--- BRANO DI PARTENZA ---

Terrà

Germoplasma olivicolo siciliano, il recupero della memoria

Negli ultimi vent’anni della mia carriera professionale ho avuto l’incarico di raccogliere, presso il Campo Sperimentale dell’Esa, tutto il patrimonio genetico olivicolo presente in Sicilia, catalogarlo e descriverlo in collaborazione con l’Università di Palermo. Negli stessi anni con il prof Claudio Peri, Erminio Monteleone, Paolo Pasquali e altri amici, abbiamo avviato l’esperienza della “TRE E” ovvero produrre degli oli di assoluta eccellenza “Beyond Extra Virgin”. All’inizio il lavoro di raccolta, descrizione, catalogazione e conservazione sembrò una semplice, naturale attività, riservammo poche e occasionali attenzioni alle definizioni locali, ritenendola con sufficienza “materia” per studiosi.

Invece, via via che negli anni procedevamo alla raccolta delle diverse cultivar, popolazioni e accessioni del germoplasma olivicolo siciliano, che da tutti gli angoli dell’isola affluiva al Campo Sperimentale sentivamo sempre più forte il bisogno di completarne l’identificazione. Avevamo sempre più la consapevolezza che la sola descrizione dei caratteri agronomici, biologici e le stesse risultanze espresse dagli oli estratti, potevano forse, ritenersi bastevoli per qualsiasi altra coltura. Ma non per l’ulivo! Avremmo certo completato un elegante quanto vistoso catalogo, zeppo di cifre, dati e ornato di fotografie, ma ahimè! Ne sarebbe uscito un arido elenco di varietà che, seppur nel rigore scientifico, sarebbe apparso freddo, distaccato e “privo di anima”. No!

--- DATI GREZZI ---

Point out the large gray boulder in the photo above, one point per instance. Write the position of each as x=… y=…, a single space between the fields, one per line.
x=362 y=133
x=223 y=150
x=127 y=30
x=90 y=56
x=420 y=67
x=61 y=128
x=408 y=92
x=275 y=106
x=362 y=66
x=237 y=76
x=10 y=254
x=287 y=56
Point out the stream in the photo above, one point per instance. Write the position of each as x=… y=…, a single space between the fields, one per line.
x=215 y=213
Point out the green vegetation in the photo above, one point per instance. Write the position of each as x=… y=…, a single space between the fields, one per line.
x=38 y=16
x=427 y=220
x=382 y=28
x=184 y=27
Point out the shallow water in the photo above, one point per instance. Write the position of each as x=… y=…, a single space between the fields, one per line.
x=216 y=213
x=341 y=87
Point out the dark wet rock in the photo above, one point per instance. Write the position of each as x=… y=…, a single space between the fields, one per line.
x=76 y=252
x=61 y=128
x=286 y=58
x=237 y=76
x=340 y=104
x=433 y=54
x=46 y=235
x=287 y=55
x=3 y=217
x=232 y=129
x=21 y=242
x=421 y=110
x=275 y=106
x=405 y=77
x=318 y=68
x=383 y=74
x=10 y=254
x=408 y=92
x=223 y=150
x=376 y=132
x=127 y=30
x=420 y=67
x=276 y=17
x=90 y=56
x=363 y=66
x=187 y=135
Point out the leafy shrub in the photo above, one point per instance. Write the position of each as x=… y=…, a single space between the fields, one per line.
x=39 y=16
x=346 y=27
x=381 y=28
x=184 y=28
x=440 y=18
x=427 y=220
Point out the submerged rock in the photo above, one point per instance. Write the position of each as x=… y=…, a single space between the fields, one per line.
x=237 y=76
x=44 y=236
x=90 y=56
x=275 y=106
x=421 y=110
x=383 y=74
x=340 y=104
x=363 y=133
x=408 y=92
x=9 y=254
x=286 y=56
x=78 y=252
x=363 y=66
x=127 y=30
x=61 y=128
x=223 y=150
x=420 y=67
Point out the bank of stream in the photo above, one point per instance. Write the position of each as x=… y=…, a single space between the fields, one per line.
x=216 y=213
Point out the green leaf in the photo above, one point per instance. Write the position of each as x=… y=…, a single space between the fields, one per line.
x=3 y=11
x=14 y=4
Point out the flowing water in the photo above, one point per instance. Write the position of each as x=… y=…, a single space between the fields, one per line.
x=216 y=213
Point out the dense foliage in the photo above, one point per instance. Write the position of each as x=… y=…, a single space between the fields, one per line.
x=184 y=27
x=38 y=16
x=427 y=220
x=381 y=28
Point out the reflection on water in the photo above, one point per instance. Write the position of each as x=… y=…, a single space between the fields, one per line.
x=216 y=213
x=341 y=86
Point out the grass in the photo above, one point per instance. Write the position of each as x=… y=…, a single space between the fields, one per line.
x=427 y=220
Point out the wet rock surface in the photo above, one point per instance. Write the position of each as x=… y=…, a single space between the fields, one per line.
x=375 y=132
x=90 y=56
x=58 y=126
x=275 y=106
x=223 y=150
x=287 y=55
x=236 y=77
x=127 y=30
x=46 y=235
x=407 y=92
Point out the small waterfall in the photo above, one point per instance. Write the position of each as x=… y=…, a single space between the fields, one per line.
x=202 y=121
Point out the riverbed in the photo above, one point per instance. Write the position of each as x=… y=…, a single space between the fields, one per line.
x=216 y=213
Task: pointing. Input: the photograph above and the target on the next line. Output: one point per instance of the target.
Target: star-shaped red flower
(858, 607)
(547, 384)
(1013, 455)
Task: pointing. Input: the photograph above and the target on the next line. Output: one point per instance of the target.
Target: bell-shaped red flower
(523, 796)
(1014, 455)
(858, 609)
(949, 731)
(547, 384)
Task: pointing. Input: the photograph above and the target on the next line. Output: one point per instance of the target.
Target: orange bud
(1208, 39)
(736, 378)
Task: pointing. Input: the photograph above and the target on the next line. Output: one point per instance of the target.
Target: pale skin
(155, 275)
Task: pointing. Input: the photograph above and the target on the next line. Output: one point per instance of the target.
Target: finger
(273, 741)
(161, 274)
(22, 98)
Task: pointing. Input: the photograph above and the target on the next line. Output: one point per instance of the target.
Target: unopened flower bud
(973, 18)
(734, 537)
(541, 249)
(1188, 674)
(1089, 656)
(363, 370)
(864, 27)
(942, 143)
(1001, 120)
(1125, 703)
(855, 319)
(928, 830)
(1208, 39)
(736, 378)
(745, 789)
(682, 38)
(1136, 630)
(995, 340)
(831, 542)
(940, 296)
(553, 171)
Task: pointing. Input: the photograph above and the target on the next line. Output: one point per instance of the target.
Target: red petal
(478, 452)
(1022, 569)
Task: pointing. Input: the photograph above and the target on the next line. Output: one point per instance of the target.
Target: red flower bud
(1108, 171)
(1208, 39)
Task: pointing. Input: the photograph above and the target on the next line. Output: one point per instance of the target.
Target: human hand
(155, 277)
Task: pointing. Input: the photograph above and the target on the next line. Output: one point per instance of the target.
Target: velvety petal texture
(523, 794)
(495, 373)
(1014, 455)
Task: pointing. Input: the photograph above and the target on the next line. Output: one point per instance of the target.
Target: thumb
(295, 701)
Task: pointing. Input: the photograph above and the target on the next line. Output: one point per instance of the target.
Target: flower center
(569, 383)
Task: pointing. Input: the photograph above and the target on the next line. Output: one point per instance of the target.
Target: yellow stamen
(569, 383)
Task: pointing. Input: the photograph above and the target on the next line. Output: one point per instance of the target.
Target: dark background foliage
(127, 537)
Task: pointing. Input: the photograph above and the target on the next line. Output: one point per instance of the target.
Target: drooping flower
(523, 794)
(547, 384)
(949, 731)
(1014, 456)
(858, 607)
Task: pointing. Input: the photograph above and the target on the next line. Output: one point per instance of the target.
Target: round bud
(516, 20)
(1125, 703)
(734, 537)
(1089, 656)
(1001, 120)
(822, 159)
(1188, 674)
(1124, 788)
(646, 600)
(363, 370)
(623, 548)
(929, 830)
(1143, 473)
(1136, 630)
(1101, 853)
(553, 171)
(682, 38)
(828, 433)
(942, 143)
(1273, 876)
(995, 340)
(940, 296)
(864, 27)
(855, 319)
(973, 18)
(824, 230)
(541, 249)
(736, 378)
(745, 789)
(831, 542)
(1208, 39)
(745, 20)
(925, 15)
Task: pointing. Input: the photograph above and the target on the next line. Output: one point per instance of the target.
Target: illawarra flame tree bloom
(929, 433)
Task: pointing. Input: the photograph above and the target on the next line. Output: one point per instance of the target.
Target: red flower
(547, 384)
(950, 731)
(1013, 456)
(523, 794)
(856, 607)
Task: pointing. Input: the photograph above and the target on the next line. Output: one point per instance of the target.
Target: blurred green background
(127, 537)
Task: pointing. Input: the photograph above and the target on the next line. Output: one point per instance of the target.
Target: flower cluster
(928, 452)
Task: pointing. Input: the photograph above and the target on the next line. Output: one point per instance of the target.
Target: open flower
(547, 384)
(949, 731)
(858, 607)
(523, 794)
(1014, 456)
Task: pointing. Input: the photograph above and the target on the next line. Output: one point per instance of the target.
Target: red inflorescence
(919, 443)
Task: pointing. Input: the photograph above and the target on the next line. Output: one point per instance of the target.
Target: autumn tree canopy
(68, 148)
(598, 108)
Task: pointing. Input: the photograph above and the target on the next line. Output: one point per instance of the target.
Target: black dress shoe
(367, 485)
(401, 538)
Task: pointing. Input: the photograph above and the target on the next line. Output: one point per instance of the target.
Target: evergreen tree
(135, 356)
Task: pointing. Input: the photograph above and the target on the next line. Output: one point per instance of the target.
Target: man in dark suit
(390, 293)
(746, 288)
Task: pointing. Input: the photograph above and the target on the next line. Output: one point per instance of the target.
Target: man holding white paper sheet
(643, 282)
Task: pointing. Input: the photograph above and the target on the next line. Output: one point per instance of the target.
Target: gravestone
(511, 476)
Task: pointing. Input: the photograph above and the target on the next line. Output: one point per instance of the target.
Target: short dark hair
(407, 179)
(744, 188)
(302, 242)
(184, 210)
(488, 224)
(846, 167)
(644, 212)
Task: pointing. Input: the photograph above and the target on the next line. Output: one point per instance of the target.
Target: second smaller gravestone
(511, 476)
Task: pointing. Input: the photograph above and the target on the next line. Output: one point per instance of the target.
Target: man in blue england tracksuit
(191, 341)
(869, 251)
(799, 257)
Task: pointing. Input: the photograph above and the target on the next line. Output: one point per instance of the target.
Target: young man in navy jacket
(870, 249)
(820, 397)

---

**CONSEGNA:** Puoi ricopiare parola per parola l'intero testo sul germoplasma olivicolo siciliano? I record hanno un'origine diversa da quella del testo.

**SPAZIO RISPOSTA:**
Terrà

Germoplasma olivicolo siciliano, il recupero della memoria

Negli ultimi vent’anni della mia carriera professionale ho avuto l’incarico di raccogliere, presso il Campo Sperimentale dell’Esa, tutto il patrimonio genetico olivicolo presente in Sicilia, catalogarlo e descriverlo in collaborazione con l’Università di Palermo. Negli stessi anni con il prof Claudio Peri, Erminio Monteleone, Paolo Pasquali e altri amici, abbiamo avviato l’esperienza della “TRE E” ovvero produrre degli oli di assoluta eccellenza “Beyond Extra Virgin”. All’inizio il lavoro di raccolta, descrizione, catalogazione e conservazione sembrò una semplice, naturale attività, riservammo poche e occasionali attenzioni alle definizioni locali, ritenendola con sufficienza “materia” per studiosi.

Invece, via via che negli anni procedevamo alla raccolta delle diverse cultivar, popolazioni e accessioni del germoplasma olivicolo siciliano, che da tutti gli angoli dell’isola affluiva al Campo Sperimentale sentivamo sempre più forte il bisogno di completarne l’identificazione. Avevamo sempre più la consapevolezza che la sola descrizione dei caratteri agronomici, biologici e le stesse risultanze espresse dagli oli estratti, potevano forse, ritenersi bastevoli per qualsiasi altra coltura. Ma non per l’ulivo! Avremmo certo completato un elegante quanto vistoso catalogo, zeppo di cifre, dati e ornato di fotografie, ma ahimè! Ne sarebbe uscito un arido elenco di varietà che, seppur nel rigore scientifico, sarebbe apparso freddo, distaccato e “privo di anima”. No!